━━━ INFORMATION SHOWN

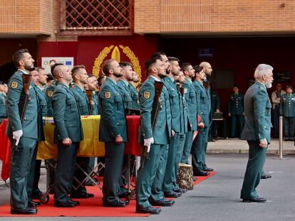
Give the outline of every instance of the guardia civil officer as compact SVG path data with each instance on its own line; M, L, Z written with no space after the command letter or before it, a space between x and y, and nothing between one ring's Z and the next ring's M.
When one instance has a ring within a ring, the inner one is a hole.
M130 90L131 98L133 100L133 107L134 109L140 109L140 106L139 104L138 100L138 91L136 88L137 84L140 82L140 78L138 74L135 72L134 70L133 72L132 76L132 80L128 80L128 87Z
M103 70L107 76L99 93L99 140L105 142L105 147L103 206L125 207L128 203L118 198L125 144L128 141L124 100L117 85L122 68L117 60L110 59L103 63Z
M211 124L211 101L209 90L203 86L206 79L205 68L202 66L195 66L195 80L193 82L197 92L197 114L201 117L198 124L199 132L192 146L192 165L194 175L206 176L209 174L206 171L212 171L205 164L205 153L208 140L208 132Z
M6 99L6 95L4 92L4 83L0 82L0 124L4 119L7 118L6 107L5 105Z
M88 78L86 67L84 65L76 65L73 68L71 72L73 80L75 82L75 86L72 89L73 93L78 102L80 114L90 115L89 102L84 90L84 86ZM78 181L74 179L73 182L73 186L71 191L71 198L89 198L94 197L93 193L87 193L85 181L83 182L86 178L84 173L88 171L89 159L89 157L85 156L78 156L76 158L76 163L80 165L81 168L76 167L75 171L74 177ZM80 183L82 183L82 185L77 188Z
M185 81L182 83L182 87L185 89L185 97L187 104L188 110L188 131L185 134L185 141L183 147L181 163L189 164L189 156L192 149L192 137L194 131L197 130L197 92L192 85L195 79L195 70L188 63L182 65L182 70L185 76Z
M295 95L291 85L286 87L286 94L281 96L280 115L284 116L284 136L285 141L293 141L295 126Z
M247 140L249 149L240 196L243 202L266 201L258 195L256 188L260 182L267 146L270 144L271 104L266 88L271 87L272 70L272 67L269 65L259 65L254 75L256 82L244 96L245 121L241 139Z
M44 131L43 128L43 117L46 117L47 116L47 99L44 92L43 91L43 87L46 84L47 75L45 73L44 69L42 68L36 68L34 70L31 71L31 75L32 76L31 80L35 86L38 104L37 141L45 141ZM37 151L38 142L33 154L26 187L29 205L31 207L41 205L39 202L33 200L33 196L38 196L39 199L41 196L41 191L38 188L40 179L40 167L41 160L36 159Z
M229 95L228 114L231 117L231 137L239 137L244 122L244 95L239 92L239 87L232 87L233 94Z
M36 208L28 206L26 183L30 166L38 139L37 98L33 82L29 87L29 99L24 112L24 122L21 122L20 112L24 95L23 75L30 75L34 60L26 49L17 50L13 57L18 70L10 78L6 96L8 122L6 134L11 144L10 170L11 213L36 214ZM13 146L14 140L17 150Z
M58 146L57 165L54 178L54 205L72 207L79 202L70 198L75 173L76 159L83 129L78 104L69 87L71 70L66 65L56 66L53 71L58 85L52 96L54 119L54 143Z
M179 75L181 70L179 60L174 57L168 57L167 58L170 64L170 71L168 75L163 78L163 82L169 92L172 117L172 136L168 147L162 189L165 197L177 198L182 193L182 190L174 185L174 183L176 183L177 178L175 165L179 163L179 162L178 163L176 162L177 153L182 149L182 144L185 140L185 118L182 96L176 85L176 82L180 78ZM153 198L155 198L154 194L152 195L152 199Z
M163 62L158 58L151 58L145 62L148 75L139 92L140 120L144 145L150 147L148 158L139 170L136 180L136 212L159 214L161 209L152 206L149 198L152 195L152 185L155 182L160 167L160 158L167 149L171 134L171 114L168 92L165 87L160 95L160 109L155 130L152 128L152 110L155 99L155 82L160 82L167 76ZM161 183L162 184L162 183ZM165 203L161 200L160 203ZM153 201L152 203L157 203Z

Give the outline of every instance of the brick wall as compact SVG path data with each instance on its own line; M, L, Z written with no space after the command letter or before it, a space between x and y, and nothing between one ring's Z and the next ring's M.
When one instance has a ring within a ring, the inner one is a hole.
M139 33L294 32L294 16L293 0L136 0L134 30Z

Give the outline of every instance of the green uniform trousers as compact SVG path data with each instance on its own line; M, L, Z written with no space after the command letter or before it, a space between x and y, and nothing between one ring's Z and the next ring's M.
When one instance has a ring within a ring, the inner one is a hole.
M58 144L58 157L54 177L54 200L60 203L70 200L68 194L72 189L76 160L80 142L70 146Z
M143 167L140 167L136 179L136 203L143 207L150 206L148 201L152 195L152 185L154 183L160 165L162 153L167 149L168 144L151 144L148 158ZM143 154L143 151L142 151ZM162 183L160 185L162 188Z
M209 126L199 129L199 132L192 146L192 166L194 173L204 171L205 153L208 143Z
M105 142L105 167L103 176L103 200L112 203L118 200L120 180L124 158L125 143Z
M194 136L194 131L187 131L185 134L185 146L183 147L182 156L181 157L181 163L190 164L188 158L192 150L192 137Z
M169 144L168 155L166 163L166 170L164 174L162 183L162 191L171 192L173 190L173 183L176 183L175 177L175 164L176 158L180 148L180 133L175 132L173 136L171 136L170 144Z
M249 144L249 160L247 164L242 199L253 199L258 196L256 188L260 182L264 165L267 148L262 148L257 141L247 141Z
M13 140L10 139L12 144ZM28 194L26 192L28 176L31 162L36 148L36 139L21 137L18 151L11 147L11 160L10 163L10 185L11 208L24 209L28 207Z
M180 163L181 157L182 156L182 152L183 152L183 147L185 146L185 134L180 134L179 140L180 140L179 145L178 146L177 146L175 164L173 174L172 174L173 189L179 188L178 184L176 183L176 180L177 179L178 165Z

━━━━━━

Rewrite the material from the line with "Give the outline of every instance of the brick" through the line with "M139 33L294 32L294 16L293 0L136 0L134 30Z", substituting "stone wall" for "brick wall" and leaving everything else unchanged. Return only those lines.

Give the outline of every instance of the stone wall as compact SVG path data with each instance on its own line; M, L, Z written with no space after the command letter or before it, a space between x and y, and nothing between one ring's Z and the next ring's M.
When one instance has a ring within a ring, the inner one is a hole.
M139 33L294 32L294 16L293 0L136 0L134 30Z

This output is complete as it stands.